Prompt A
According to the Messenger Check project description, where does the program store the results of its checks?
Prompt B
Write the next part of the Messenger Check project description, starting after its final sentence.

Document text
Python3, Threading, AsyncIO, Telethon lib

                      - Project Overview -

Messenger Check is a Python-based program designed to process a list of phone numbers, verify their existence on messaging platforms such as Telegram and WhatsApp, and store the results in a structured JSON file. In case of a large dataset of phone numbers the program adheres to incremental processing of data without excessive memory consumption.

Initially, this program was developed as a component of a larger OSINT-based project. However, as the client’s requirements evolved, it became an auxiliary tool for a spammer program. In a turn of events, the developer embraced this new direction. The feature is straightforward: it sorts through the potential dataset for the spammer, ensuring content delivery by confirming the existence of the intended recipients.

                   - Challenges & Solutions -

One key challenge was to maintain high modularity, allowing users to integrate multiple messenger APIs (both synchronous and asynchronous) as needed without worrying about mixing sync and async code. While it’s not the ideal practice, it achieves the goal.

Pipeline and Observer Pattern:

  • Pipeline Pattern: The code creates a processing pipeline: Reader feeds data to observers, which in turn pass processed data to the handlers. This structure enables an efficient and scalable workflow by distributing tasks asynchronously or synchronously as required.
  • Observer Pattern: With observer pattern where data is distributed to relevant handlers based on observer type.

Threading and Asynchronous Execution:

  • Thread Management: Asynchronous tasks run in a separate thread, while other synchronous tasks are managed within the main thread.

Material provided
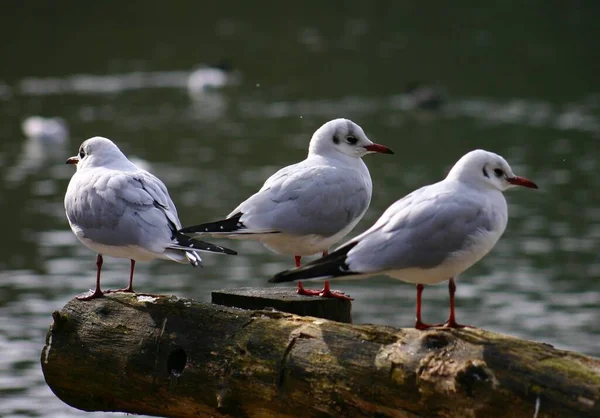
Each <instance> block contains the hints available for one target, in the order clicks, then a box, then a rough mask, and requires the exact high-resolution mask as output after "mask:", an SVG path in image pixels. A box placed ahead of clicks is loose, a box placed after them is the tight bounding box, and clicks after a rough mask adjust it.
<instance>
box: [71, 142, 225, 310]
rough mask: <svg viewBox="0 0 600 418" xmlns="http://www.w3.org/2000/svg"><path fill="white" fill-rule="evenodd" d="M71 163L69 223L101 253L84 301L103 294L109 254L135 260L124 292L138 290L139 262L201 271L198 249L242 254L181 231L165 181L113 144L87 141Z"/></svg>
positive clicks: (208, 250)
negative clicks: (198, 253)
mask: <svg viewBox="0 0 600 418" xmlns="http://www.w3.org/2000/svg"><path fill="white" fill-rule="evenodd" d="M67 164H76V165H77V171H76V172H75V174H74V175H73V177H72V178H71V181H70V183H69V187H68V188H67V193H66V195H65V209H66V213H67V219H68V220H69V224H70V225H71V229H72V230H73V232H74V233H75V235H76V236H77V238H78V239H79V240H80V241H81V242H82V243H83V244H84V245H85V246H87V247H89V248H91V249H92V250H94V251H96V252H97V253H98V256H97V259H96V265H97V273H96V290H95V291H94V292H92V293H90V294H87V295H85V296H80V297H78V299H81V300H89V299H93V298H96V297H99V296H102V294H103V292H102V291H101V290H100V270H101V268H102V262H103V259H102V255H103V254H105V255H110V256H112V257H119V258H128V259H130V260H131V270H130V275H129V286H128V287H126V288H124V289H121V290H122V291H126V292H133V272H134V268H135V262H136V261H148V260H153V259H155V258H160V259H163V260H172V261H176V262H178V263H188V262H189V263H190V264H191V265H192V266H194V267H195V266H198V265H201V262H202V260H201V259H200V256H199V255H198V254H197V252H198V251H208V252H216V253H225V254H236V252H235V251H232V250H229V249H227V248H224V247H220V246H218V245H213V244H210V243H206V242H202V241H198V240H194V239H190V238H189V237H187V236H185V235H183V234H181V233H179V232H177V230H178V229H179V228H181V223H180V222H179V218H178V217H177V210H176V209H175V205H174V204H173V201H172V200H171V197H170V196H169V193H168V191H167V188H166V187H165V185H164V184H163V182H162V181H160V180H159V179H158V178H156V177H155V176H153V175H152V174H150V173H148V172H147V171H145V170H141V169H139V168H138V167H137V166H135V165H134V164H133V163H131V162H130V161H129V160H128V159H127V157H125V155H124V154H123V153H122V152H121V150H120V149H119V148H118V147H117V146H116V145H115V144H114V143H113V142H112V141H111V140H109V139H106V138H102V137H98V136H97V137H94V138H90V139H88V140H86V141H84V142H83V144H81V147H80V148H79V154H78V155H77V156H75V157H71V158H69V159H68V160H67Z"/></svg>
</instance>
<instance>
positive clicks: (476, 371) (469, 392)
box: [456, 362, 494, 397]
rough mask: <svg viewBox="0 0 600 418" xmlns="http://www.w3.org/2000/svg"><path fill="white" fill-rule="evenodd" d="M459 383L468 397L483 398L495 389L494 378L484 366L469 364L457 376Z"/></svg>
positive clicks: (488, 370)
mask: <svg viewBox="0 0 600 418" xmlns="http://www.w3.org/2000/svg"><path fill="white" fill-rule="evenodd" d="M456 381H457V383H458V384H459V385H460V386H462V387H463V388H464V390H465V392H466V393H467V395H468V396H471V397H473V396H475V395H478V396H483V394H485V392H486V391H487V390H489V389H490V388H492V387H493V383H494V376H493V374H492V373H491V371H490V370H488V369H487V368H486V367H485V365H484V364H476V363H471V362H469V363H468V364H467V365H466V367H465V368H464V369H462V370H460V371H459V372H458V373H457V374H456Z"/></svg>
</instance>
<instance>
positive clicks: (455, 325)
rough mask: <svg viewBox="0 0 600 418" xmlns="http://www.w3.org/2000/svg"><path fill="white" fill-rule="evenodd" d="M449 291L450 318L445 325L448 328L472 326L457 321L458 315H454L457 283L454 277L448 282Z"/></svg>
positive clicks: (451, 278)
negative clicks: (456, 287) (454, 305)
mask: <svg viewBox="0 0 600 418" xmlns="http://www.w3.org/2000/svg"><path fill="white" fill-rule="evenodd" d="M448 292H449V293H450V316H448V320H447V321H446V323H445V324H444V327H447V328H465V327H468V328H472V327H471V326H470V325H461V324H458V323H457V322H456V317H455V315H454V293H456V283H454V277H451V278H450V281H449V282H448Z"/></svg>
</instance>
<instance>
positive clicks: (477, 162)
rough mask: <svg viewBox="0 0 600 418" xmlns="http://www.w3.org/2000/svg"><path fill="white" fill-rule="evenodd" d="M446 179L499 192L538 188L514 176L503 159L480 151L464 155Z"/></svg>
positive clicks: (495, 154)
mask: <svg viewBox="0 0 600 418" xmlns="http://www.w3.org/2000/svg"><path fill="white" fill-rule="evenodd" d="M447 178H448V179H458V180H460V181H463V182H465V183H469V184H473V185H478V186H482V187H487V188H491V189H496V190H500V191H501V192H503V191H505V190H507V189H510V188H511V187H515V186H522V187H528V188H530V189H537V188H538V187H537V185H536V184H535V183H534V182H532V181H531V180H528V179H526V178H524V177H519V176H516V175H515V173H513V171H512V168H510V165H508V163H507V162H506V160H505V159H504V158H502V157H501V156H499V155H498V154H494V153H493V152H489V151H484V150H481V149H478V150H474V151H471V152H469V153H467V154H465V155H464V156H463V157H462V158H461V159H460V160H458V162H457V163H456V164H454V167H452V170H450V173H448V177H447Z"/></svg>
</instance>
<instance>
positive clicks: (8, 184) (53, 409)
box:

Task response A
In a structured JSON file.

Task response B
  • Async Task Queue maintains a task queue for asynchronous API calls, using an event loop to process data without blocking other threads.

Overall, the code incorporates several OOP Principles and Patterns, SOLID Principles, though there’s still room for improvement.

                   - Reflections & Takeaways -
  1. Architectural Choice:
  • Reflection: The design decision did not involve a multiprocessing architecture. After thorough evaluation, it was observed that a multiprocessing approach might have provided better performance or efficiency.

  • Takeaway: Careful consideration of architectural patterns is crucial, as choosing the right one can significantly impact performance and scalability. Reevaluating initial choices and staying open to improvements can lead to more optimal solutions in the long run.

  1. Flexibility:
  • Reflection: The architecture’s decoupled observers and handlers provided significant adaptability. This flexibility allowed to incorporate various APIs and change communication modes without needing substantial refactoring.

  • Takeaway: A design that prioritizes decoupling makes future development and integration smoother, emphasizing the value of maintainable and adaptable systems.

  1. Efficiency:
  • Reflection: Utilizing asynchronous processing proved efficient in handling numerous I/O tasks, while multithreading contributed to overall performance optimization. This approach ensured smooth system operations without bottlenecks.

  • Takeaway: Balancing asynchronous and multithreaded approaches can be highly effective in achieving performance goals, particularly in scenarios involving heavy I/O operations and data processing.

  1. Scalability:
  • Reflection: The system’s modular design supported future growth by allowing the addition of new services and functionalities with minimal disruption to the existing setup.

  • Takeaway: Designing with scalability in mind from the outset enables seamless expansion, which is crucial for systems expected to grow or evolve. This strategic foresight can prevent significant redevelopment costs down the road.